> **DATASET ENTRIES**
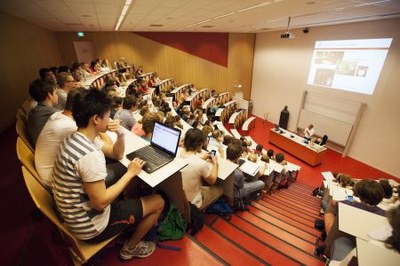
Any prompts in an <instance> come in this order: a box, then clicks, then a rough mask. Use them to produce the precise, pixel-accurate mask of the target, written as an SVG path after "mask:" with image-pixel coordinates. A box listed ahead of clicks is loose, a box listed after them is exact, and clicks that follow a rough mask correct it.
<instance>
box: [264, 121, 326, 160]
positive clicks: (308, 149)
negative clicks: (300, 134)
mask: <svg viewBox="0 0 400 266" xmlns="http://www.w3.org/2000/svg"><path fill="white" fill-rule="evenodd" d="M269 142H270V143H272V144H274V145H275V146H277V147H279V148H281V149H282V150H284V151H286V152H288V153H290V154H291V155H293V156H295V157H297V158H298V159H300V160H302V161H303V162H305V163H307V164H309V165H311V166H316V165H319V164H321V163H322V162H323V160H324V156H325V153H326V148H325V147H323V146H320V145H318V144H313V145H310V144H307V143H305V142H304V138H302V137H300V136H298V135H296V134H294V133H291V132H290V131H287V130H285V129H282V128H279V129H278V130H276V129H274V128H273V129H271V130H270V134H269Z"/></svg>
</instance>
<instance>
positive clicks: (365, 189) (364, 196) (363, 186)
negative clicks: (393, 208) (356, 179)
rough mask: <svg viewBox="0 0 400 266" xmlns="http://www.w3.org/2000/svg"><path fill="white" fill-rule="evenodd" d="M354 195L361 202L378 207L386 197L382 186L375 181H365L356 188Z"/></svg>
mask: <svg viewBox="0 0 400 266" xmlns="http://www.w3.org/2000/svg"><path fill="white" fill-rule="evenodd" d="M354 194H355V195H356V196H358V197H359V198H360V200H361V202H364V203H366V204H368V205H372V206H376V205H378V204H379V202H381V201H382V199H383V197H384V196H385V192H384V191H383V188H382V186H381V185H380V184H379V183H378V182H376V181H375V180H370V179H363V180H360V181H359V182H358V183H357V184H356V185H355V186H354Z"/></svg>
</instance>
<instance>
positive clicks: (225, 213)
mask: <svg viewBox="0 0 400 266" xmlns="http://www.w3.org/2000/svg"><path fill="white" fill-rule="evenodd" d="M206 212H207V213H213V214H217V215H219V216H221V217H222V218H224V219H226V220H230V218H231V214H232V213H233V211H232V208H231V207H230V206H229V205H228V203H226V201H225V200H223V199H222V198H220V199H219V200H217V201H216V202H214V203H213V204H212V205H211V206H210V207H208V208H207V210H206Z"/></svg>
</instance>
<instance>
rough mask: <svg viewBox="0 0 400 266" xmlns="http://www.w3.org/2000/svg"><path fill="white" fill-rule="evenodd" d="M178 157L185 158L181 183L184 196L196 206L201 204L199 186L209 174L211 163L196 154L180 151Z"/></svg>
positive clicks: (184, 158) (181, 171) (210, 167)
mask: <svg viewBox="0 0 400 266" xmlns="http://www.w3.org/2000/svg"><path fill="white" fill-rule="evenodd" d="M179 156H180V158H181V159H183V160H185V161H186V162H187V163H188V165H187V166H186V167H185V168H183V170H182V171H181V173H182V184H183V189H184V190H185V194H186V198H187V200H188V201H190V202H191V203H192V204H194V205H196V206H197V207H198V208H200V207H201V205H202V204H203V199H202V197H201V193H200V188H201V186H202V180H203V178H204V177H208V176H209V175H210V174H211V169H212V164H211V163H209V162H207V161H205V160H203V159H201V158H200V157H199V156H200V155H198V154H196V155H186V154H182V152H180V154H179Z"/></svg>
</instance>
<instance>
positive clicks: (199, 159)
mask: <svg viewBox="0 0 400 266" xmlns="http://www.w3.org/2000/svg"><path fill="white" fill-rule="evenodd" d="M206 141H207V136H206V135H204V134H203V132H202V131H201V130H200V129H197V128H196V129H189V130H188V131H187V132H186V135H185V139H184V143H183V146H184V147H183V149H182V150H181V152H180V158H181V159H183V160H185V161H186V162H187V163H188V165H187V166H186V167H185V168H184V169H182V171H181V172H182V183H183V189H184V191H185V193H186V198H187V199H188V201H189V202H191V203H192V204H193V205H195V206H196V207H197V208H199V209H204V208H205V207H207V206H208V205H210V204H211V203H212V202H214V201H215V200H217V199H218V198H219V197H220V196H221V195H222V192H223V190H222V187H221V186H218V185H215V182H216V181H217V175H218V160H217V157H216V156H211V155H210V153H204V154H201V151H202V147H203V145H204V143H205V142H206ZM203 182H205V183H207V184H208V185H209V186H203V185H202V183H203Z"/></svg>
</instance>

> **REQUEST**
Give these records again, omitting the pictures, with every "positive clicks" swapped for "foreground clicks" and everything else unchanged.

> **THE COMPLETED TASK**
Any prompts in an <instance> come in this order: a box, then clicks, then a rough mask. Use them to produce the precise, pixel-accurate mask of the target, written as an SVG path after "mask:" with image-pixel coordinates. A box listed ahead of clicks is loose, a box listed after them is exact, and clicks that follow a rough mask correct it.
<instance>
box: [264, 121, 326, 160]
foreground clicks: (308, 149)
negative clicks: (300, 134)
mask: <svg viewBox="0 0 400 266" xmlns="http://www.w3.org/2000/svg"><path fill="white" fill-rule="evenodd" d="M269 142H270V143H272V144H274V145H275V146H277V147H279V148H281V149H282V150H284V151H286V152H288V153H290V154H291V155H293V156H295V157H297V158H298V159H300V160H302V161H303V162H305V163H307V164H309V165H311V166H316V165H319V164H321V163H322V162H323V160H324V156H325V153H326V148H325V147H323V146H320V145H318V144H313V145H310V144H307V143H305V142H304V138H302V137H300V136H298V135H296V134H294V133H291V132H290V131H287V130H285V129H282V128H279V129H278V130H276V129H274V128H273V129H271V130H270V134H269Z"/></svg>
</instance>
<instance>
foreground clicks: (365, 189) (364, 196) (363, 186)
negative clicks: (393, 208) (356, 179)
rough mask: <svg viewBox="0 0 400 266" xmlns="http://www.w3.org/2000/svg"><path fill="white" fill-rule="evenodd" d="M354 195L361 202L378 207L386 197L382 186L375 181H365L356 188Z"/></svg>
mask: <svg viewBox="0 0 400 266" xmlns="http://www.w3.org/2000/svg"><path fill="white" fill-rule="evenodd" d="M354 194H355V195H356V196H358V197H359V198H360V200H361V202H364V203H366V204H368V205H372V206H376V205H378V204H379V202H381V201H382V199H383V197H384V196H385V192H384V191H383V188H382V186H381V185H380V184H379V183H378V182H376V181H375V180H370V179H363V180H360V181H359V182H358V183H357V184H356V185H355V186H354Z"/></svg>
</instance>
<instance>
foreground clicks: (225, 213)
mask: <svg viewBox="0 0 400 266" xmlns="http://www.w3.org/2000/svg"><path fill="white" fill-rule="evenodd" d="M206 212H207V213H213V214H217V215H219V216H221V217H222V218H224V219H226V220H230V218H231V214H232V213H233V211H232V208H231V207H230V206H229V205H228V203H226V201H225V200H223V199H222V198H220V199H219V200H217V201H216V202H214V203H213V204H212V205H211V206H210V207H208V208H207V210H206Z"/></svg>
</instance>
<instance>
rough mask: <svg viewBox="0 0 400 266" xmlns="http://www.w3.org/2000/svg"><path fill="white" fill-rule="evenodd" d="M178 157L185 158L181 183L184 196L196 206L201 204L199 186L209 174L211 163L196 154L180 151Z"/></svg>
foreground clicks: (184, 158) (181, 171) (210, 167)
mask: <svg viewBox="0 0 400 266" xmlns="http://www.w3.org/2000/svg"><path fill="white" fill-rule="evenodd" d="M179 156H180V158H181V159H183V160H185V161H186V162H187V163H188V165H187V166H186V167H185V168H183V170H182V171H181V173H182V184H183V189H184V190H185V194H186V198H187V200H188V201H190V202H191V203H192V204H194V205H196V206H197V207H198V208H200V207H201V205H202V204H203V199H202V197H201V193H200V188H201V186H202V180H203V178H204V177H208V176H209V175H210V174H211V169H212V164H211V163H209V162H207V161H205V160H203V159H201V158H200V157H199V156H200V155H198V154H196V155H186V154H182V152H180V154H179Z"/></svg>
</instance>
<instance>
foreground clicks: (199, 159)
mask: <svg viewBox="0 0 400 266" xmlns="http://www.w3.org/2000/svg"><path fill="white" fill-rule="evenodd" d="M206 141H207V136H206V135H204V134H203V132H202V131H201V130H200V129H197V128H196V129H189V130H188V131H187V132H186V135H185V139H184V143H183V146H184V147H183V149H182V150H181V152H180V158H181V159H183V160H185V161H186V162H187V163H188V165H187V166H186V167H185V168H184V169H182V171H181V172H182V183H183V189H184V191H185V193H186V198H187V199H188V201H189V202H191V203H192V204H193V205H195V206H196V207H197V208H199V209H204V208H205V207H207V206H208V205H210V204H211V203H212V202H214V201H215V200H217V199H218V198H219V197H220V196H221V195H222V192H223V190H222V187H221V186H218V185H215V182H216V181H217V175H218V160H217V157H216V156H211V155H210V153H204V154H201V151H202V147H203V145H204V143H205V142H206ZM203 182H205V183H207V184H208V185H209V186H203V185H202V183H203Z"/></svg>
</instance>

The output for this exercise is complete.